PROVIDED DATA ▸

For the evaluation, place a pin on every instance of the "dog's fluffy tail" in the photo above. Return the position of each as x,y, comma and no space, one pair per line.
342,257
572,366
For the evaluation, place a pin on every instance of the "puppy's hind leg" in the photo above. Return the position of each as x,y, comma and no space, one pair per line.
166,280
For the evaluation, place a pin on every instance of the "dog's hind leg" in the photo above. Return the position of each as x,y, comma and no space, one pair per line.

AIM OF THE EXERCISE ▸
Return each line of the records above exactly as it reads.

RESULT FOR THIS EXERCISE ▸
For the evaluation, place a pin on every instance of the "dog's fluffy tail" in the photo above. Return the position of each as x,y, comma and no space, one pair per line.
342,257
572,366
For the evaluation, place a pin on every instance of the "puppy's hind leg" in the photo above. Return the position of each as x,y, comma and no space, one pair per line.
166,280
For the evaluation, place a pin on every instance of the "dog's hind leg" in the photo above. Return the position of each as x,y, comma and no space, one pair per line.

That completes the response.